# Quoted passage
DOJ Floats A Truly Stupid Idea To Salvage The Sprint, T-Mobile Merger

from the ill-communication dept

While the Pai FCC is chomping at the bit to approve T-Mobile and Sprint’s competition and job killing megaunion, rumors are that DOJ staffers remain highly skeptical about the purported benefits of the deal. The sticking point remains the same: that the merger would reduce overall competition in the space by 25%, a move that historically almost always results in higher consumer prices, and less effort and innovation overall. Unions and Wall Street analysts also believe the deal will eliminate anywhere between 10,000 and 30,000 jobs as redundant positions are inevitably eliminated, something T-Mobile continues to deny.

While Sprint and T-Mobile lobbyists continue to apply as much pressure as they can in a bid for regulatory approval, there’s every indication the DOJ remains highly resistant to their charms. For example, Bloomberg reports that one proposed condition being pushed by the DOJ is the mandatory creation of an entirely new fourth competitor in the wake of the deal. In short, T-mobile and Sprint would be forced to divest spectrum and other assets to create a fourth competitor to keep the market semi-healthy:

“Top Justice Department officials want T-Mobile US Inc. and Sprint Corp. to lay the groundwork for a new wireless carrier — with its own network — as a condition to clearing their $26.5 billion merger, according to a person familiar with matter.

The two companies have been pondering additional concessions that could help win Justice Department approval for their deal, said people with knowledge of the discussions, who asked not to be identified because the talks are private. But the idea of spinning off a full-fledged national competitor would be a high bar for T-Mobile and Sprint to meet.

# Task statement
Duplicate the part of the telecom merger article between "While Sprint and" and "familiar with matter.", inclusive.

# Dataset content
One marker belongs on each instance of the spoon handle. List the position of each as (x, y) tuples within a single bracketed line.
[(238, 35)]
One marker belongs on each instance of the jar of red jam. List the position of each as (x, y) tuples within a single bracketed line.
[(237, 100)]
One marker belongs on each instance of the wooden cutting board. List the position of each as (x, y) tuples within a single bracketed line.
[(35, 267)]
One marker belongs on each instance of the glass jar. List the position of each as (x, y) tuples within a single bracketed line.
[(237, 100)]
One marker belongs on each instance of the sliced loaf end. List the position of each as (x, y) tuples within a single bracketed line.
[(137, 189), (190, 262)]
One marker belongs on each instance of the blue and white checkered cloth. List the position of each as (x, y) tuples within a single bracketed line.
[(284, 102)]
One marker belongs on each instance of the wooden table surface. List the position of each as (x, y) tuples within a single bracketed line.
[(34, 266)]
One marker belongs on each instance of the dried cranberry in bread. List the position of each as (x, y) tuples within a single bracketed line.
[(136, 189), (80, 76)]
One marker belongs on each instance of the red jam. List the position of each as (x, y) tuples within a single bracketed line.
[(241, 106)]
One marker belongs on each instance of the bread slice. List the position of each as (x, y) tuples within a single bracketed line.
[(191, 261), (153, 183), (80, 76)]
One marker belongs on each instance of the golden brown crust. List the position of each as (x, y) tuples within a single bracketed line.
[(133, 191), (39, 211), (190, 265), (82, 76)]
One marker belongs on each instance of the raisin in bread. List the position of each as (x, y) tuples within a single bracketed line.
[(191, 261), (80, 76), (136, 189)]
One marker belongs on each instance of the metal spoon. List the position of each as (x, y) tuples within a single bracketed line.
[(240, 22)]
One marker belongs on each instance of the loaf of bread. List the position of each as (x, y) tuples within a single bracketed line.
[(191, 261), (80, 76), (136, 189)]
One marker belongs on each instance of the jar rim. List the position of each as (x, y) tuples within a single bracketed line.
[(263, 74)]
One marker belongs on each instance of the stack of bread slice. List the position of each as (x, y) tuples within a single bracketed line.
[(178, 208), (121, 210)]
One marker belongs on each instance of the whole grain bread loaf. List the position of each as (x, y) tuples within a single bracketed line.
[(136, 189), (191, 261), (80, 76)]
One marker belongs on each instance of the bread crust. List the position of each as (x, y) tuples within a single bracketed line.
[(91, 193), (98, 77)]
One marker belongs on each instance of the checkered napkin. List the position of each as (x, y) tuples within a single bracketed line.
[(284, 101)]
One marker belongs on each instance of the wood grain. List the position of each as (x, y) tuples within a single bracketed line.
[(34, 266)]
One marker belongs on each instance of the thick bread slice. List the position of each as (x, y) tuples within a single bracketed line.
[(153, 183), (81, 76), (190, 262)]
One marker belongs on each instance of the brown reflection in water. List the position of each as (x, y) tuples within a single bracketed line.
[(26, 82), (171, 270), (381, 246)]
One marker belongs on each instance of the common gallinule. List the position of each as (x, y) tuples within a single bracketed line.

# Task response
While Sprint and T-Mobile lobbyists continue to apply as much pressure as they can in a bid for regulatory approval, there’s every indication the DOJ remains highly resistant to their charms. For example, Bloomberg reports that one proposed condition being pushed by the DOJ is the mandatory creation of an entirely new fourth competitor in the wake of the deal. In short, T-mobile and Sprint would be forced to divest spectrum and other assets to create a fourth competitor to keep the market semi-healthy:

“Top Justice Department officials want T-Mobile US Inc. and Sprint Corp. to lay the groundwork for a new wireless carrier — with its own network — as a condition to clearing their $26.5 billion merger, according to a person familiar with matter.